# start of Exercise inputs

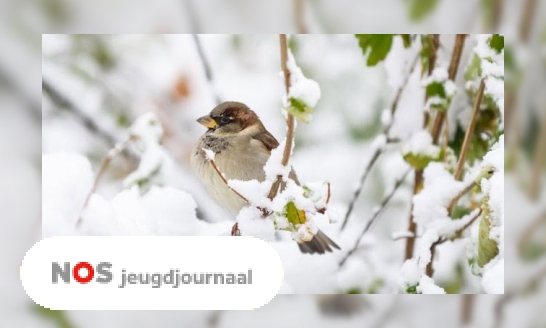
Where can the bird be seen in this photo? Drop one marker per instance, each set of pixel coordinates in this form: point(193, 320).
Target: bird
point(241, 145)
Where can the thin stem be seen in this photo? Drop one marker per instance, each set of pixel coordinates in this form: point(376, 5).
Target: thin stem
point(289, 120)
point(526, 22)
point(467, 306)
point(206, 68)
point(452, 74)
point(538, 162)
point(377, 153)
point(456, 199)
point(430, 267)
point(113, 153)
point(299, 15)
point(375, 215)
point(418, 176)
point(469, 132)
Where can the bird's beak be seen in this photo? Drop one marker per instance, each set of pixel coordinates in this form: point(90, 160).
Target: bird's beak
point(208, 122)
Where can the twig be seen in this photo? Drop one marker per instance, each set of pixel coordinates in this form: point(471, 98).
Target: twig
point(430, 267)
point(88, 122)
point(375, 215)
point(363, 177)
point(467, 306)
point(299, 15)
point(289, 119)
point(538, 162)
point(378, 151)
point(469, 132)
point(463, 192)
point(418, 175)
point(526, 22)
point(265, 212)
point(412, 226)
point(452, 73)
point(104, 165)
point(206, 67)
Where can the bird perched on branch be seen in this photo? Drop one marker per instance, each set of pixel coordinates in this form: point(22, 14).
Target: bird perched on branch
point(241, 147)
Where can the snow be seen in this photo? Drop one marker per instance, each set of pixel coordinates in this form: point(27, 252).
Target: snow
point(352, 99)
point(301, 87)
point(67, 180)
point(493, 277)
point(209, 154)
point(401, 235)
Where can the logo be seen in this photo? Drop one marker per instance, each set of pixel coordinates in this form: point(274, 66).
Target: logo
point(82, 272)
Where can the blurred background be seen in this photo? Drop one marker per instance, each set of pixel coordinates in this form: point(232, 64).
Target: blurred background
point(112, 79)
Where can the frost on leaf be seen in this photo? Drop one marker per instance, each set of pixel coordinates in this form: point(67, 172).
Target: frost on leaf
point(491, 230)
point(303, 94)
point(146, 132)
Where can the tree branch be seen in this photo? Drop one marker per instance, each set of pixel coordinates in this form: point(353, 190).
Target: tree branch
point(206, 68)
point(375, 215)
point(87, 121)
point(418, 176)
point(120, 147)
point(452, 74)
point(289, 120)
point(469, 132)
point(430, 267)
point(299, 15)
point(377, 153)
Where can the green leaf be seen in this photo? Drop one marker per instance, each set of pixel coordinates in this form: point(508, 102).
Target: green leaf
point(354, 290)
point(406, 38)
point(294, 215)
point(375, 46)
point(497, 42)
point(487, 247)
point(419, 9)
point(426, 50)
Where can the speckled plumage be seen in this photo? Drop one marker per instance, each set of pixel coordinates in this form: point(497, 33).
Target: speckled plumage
point(241, 148)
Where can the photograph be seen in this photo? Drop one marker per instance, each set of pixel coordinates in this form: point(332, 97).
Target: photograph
point(371, 163)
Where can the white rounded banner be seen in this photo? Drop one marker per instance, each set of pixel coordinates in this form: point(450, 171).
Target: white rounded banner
point(152, 273)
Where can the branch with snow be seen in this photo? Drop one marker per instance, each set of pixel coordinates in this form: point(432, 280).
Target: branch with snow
point(375, 215)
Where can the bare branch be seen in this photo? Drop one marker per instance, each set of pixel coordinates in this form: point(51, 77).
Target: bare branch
point(299, 15)
point(526, 22)
point(289, 120)
point(377, 153)
point(469, 132)
point(456, 199)
point(375, 215)
point(113, 153)
point(430, 268)
point(206, 68)
point(452, 74)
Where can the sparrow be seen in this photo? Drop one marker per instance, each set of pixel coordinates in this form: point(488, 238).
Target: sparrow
point(241, 146)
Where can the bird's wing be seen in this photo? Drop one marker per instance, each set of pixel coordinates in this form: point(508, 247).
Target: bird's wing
point(267, 139)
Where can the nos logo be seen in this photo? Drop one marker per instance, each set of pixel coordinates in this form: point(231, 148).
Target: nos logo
point(102, 271)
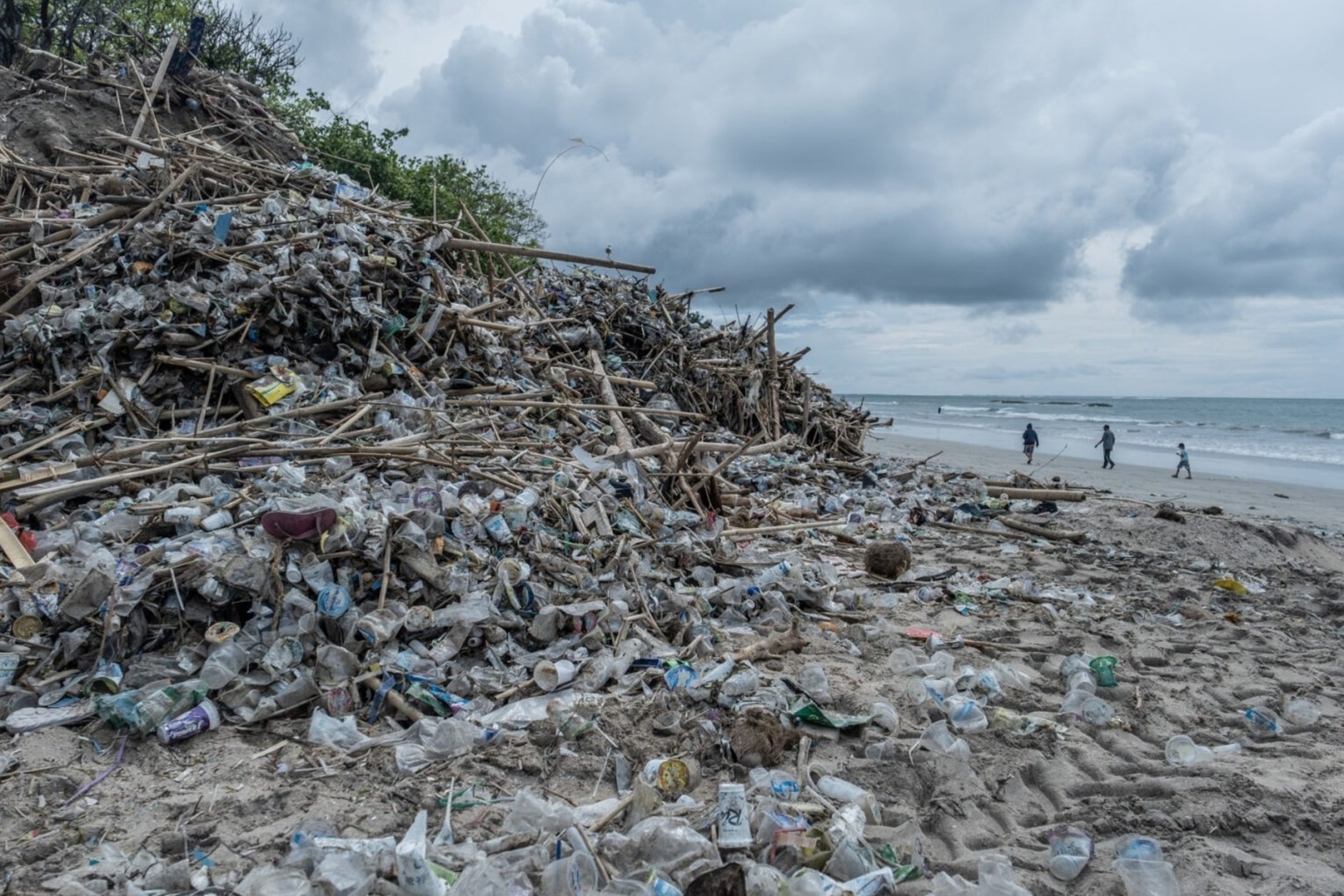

# end of Exercise inputs

**Task goal**: Copy out everything from the line containing "Where can the nos" down to the end of the rows, requests included, and add 143 to every number in the answer coordinates. Leave out any pictures.

**Exercise solution**:
Where can the nos logo be seen in this photo? Drop one marker per instance, each set of pixel coordinates in this form: point(231, 148).
Target: nos logo
point(245, 414)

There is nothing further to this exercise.